Natural-language object grounding data:
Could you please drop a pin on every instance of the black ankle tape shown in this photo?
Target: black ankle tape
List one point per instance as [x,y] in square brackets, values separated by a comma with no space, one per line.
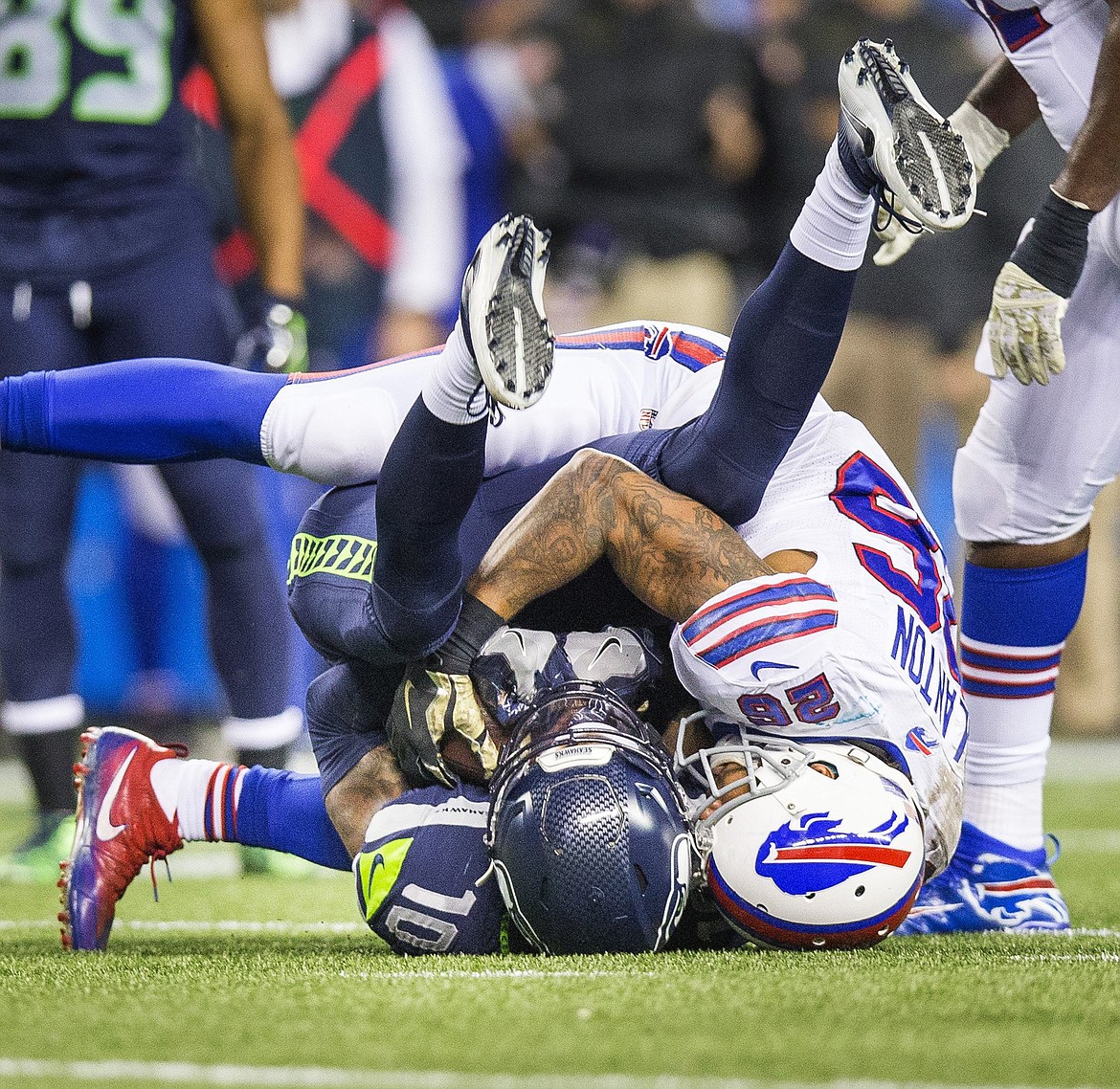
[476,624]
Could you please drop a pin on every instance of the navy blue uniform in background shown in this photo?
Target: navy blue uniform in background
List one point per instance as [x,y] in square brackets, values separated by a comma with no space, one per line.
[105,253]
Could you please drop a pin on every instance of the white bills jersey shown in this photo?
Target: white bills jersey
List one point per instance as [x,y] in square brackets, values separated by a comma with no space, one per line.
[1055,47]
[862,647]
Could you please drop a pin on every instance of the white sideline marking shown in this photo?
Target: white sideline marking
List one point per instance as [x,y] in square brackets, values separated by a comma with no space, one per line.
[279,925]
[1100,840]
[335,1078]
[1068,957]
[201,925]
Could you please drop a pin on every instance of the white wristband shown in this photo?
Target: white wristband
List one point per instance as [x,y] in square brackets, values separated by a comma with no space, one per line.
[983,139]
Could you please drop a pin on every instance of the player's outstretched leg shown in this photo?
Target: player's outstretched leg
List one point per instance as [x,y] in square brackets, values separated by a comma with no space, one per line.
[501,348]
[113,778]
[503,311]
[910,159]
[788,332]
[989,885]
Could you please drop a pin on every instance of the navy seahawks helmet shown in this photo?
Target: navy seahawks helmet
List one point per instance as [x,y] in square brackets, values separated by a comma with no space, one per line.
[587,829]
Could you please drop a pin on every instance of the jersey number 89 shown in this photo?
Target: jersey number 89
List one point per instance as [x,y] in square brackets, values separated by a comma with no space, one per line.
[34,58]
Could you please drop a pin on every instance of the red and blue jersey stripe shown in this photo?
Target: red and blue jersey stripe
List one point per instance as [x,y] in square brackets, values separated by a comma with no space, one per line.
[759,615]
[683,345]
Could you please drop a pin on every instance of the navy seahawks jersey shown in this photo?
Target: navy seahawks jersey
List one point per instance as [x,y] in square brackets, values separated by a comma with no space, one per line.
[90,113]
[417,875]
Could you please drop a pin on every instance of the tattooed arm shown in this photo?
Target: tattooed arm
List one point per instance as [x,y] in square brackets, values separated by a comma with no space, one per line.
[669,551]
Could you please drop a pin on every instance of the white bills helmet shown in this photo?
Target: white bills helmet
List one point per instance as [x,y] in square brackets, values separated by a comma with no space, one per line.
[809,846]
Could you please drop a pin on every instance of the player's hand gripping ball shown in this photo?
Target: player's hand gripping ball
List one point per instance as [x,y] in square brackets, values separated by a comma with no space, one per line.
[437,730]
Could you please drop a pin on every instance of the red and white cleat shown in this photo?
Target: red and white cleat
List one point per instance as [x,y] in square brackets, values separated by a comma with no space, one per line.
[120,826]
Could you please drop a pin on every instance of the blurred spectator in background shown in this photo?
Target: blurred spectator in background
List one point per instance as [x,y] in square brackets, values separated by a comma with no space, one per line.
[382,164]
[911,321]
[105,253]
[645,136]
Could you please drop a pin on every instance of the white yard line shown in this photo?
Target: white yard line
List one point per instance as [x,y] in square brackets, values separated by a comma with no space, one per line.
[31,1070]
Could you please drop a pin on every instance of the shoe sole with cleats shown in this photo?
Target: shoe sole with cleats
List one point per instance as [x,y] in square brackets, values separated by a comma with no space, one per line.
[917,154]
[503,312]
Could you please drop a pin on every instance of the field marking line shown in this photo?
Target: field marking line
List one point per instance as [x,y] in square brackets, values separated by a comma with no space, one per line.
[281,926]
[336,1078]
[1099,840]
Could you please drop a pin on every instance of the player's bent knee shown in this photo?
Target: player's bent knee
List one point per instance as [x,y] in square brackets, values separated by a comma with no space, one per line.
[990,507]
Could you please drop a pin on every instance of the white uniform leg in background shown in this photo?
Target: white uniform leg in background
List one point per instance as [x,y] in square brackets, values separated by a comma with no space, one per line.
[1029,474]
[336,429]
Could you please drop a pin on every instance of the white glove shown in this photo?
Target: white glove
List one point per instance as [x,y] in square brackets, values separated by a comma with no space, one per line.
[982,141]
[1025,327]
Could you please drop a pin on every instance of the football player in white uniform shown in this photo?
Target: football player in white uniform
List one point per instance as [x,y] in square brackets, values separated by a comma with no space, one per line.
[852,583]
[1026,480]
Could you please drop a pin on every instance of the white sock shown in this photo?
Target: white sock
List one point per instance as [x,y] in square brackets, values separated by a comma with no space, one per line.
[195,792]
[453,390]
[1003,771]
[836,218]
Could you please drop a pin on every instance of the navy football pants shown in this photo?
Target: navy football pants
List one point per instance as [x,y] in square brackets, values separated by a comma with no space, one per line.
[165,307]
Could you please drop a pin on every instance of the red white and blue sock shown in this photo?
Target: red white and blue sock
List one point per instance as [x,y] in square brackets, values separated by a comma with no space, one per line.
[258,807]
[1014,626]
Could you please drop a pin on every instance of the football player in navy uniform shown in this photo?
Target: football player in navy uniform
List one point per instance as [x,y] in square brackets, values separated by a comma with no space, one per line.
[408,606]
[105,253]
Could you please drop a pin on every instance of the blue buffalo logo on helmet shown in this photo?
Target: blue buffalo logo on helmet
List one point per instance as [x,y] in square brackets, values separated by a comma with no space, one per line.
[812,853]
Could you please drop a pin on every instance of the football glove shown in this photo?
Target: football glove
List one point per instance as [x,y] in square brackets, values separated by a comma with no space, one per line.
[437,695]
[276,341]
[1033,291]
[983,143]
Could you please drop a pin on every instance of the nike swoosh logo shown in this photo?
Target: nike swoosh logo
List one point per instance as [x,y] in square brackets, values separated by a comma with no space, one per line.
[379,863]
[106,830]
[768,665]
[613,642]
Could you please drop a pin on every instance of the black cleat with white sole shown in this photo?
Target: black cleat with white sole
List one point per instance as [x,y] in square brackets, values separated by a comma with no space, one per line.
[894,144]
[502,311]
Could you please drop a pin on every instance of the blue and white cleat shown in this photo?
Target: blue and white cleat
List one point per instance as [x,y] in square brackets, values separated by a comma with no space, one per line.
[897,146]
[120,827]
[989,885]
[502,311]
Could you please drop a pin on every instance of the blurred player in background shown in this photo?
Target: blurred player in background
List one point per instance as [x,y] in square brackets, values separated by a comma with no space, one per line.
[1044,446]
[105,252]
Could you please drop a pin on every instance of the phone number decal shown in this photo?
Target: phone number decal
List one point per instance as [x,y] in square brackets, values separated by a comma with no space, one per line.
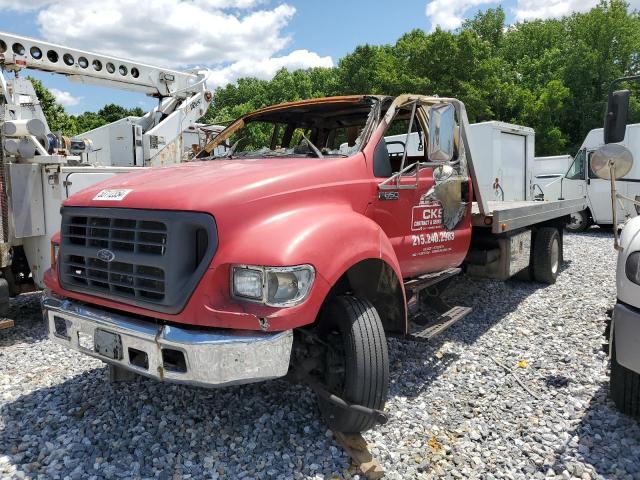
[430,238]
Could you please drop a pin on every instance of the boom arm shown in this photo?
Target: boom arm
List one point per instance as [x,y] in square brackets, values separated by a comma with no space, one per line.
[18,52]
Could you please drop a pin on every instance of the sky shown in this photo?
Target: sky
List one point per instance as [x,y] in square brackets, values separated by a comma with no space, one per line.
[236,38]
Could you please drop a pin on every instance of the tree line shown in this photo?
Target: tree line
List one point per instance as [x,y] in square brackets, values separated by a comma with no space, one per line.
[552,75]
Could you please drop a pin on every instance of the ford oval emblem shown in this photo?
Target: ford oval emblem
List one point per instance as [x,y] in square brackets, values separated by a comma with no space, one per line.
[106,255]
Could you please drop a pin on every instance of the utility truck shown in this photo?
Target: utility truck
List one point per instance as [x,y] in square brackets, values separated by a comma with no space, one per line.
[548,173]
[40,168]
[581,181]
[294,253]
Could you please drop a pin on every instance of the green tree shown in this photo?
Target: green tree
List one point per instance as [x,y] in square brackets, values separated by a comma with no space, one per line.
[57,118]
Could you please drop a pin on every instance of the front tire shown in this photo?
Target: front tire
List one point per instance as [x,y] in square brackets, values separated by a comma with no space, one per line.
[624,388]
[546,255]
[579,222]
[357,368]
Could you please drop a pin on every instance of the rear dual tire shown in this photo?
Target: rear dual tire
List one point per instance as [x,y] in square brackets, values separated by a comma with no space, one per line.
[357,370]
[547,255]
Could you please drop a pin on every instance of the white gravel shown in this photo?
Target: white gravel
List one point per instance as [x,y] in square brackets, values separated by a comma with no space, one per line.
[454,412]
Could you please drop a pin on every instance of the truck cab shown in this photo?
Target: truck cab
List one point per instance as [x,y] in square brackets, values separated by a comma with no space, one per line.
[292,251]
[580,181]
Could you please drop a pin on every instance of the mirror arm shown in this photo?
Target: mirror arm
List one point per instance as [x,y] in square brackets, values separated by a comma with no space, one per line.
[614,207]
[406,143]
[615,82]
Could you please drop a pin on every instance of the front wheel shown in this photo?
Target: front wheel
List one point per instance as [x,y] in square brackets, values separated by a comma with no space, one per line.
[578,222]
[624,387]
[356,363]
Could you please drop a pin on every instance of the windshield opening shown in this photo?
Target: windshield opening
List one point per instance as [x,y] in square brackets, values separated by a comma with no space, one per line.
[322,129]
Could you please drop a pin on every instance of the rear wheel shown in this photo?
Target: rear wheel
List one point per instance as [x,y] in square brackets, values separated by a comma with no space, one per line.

Your assignment: Every line of the data above that includes "spectator" should be listed.

Written response:
Could you please drop a pin on every instance of the blurred spectator in background shown in this photo?
Target: blurred spectator in background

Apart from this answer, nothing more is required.